### Requirement
Revise the stretch from the line containing "Annotate the blurred" through the end of the lines, replacing "scene" with "image" and keeping everything else unchanged. Omit the pictures from your answer.

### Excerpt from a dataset

::::

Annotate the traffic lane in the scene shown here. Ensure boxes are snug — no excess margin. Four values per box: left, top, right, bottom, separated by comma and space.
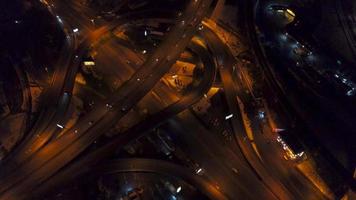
94, 158, 229, 200
202, 25, 324, 198
255, 126, 326, 199
29, 38, 216, 197
202, 28, 293, 199
168, 111, 276, 199
3, 2, 214, 197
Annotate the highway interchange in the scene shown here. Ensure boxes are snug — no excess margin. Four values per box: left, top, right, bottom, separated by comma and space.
0, 0, 354, 200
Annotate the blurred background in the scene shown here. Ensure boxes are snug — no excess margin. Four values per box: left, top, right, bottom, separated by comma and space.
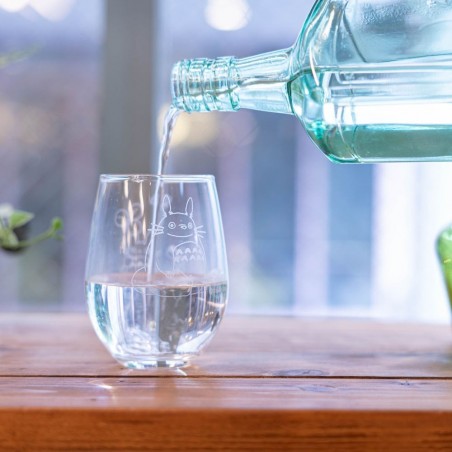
0, 0, 452, 323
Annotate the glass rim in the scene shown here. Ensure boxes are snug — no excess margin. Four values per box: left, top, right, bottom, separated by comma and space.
99, 173, 215, 182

::::

### Exercise solution
Annotate the blurred background in the image shown here. Ensure boxes are snug — no excess margin. Four values per box: left, top, right, bottom, separated by comma and space.
0, 0, 452, 323
Annotate the glass rim in the image shown here. Ensure boxes are snug — no excess margin. Four values per box: left, top, right, bottom, separated by comma and space.
99, 173, 215, 182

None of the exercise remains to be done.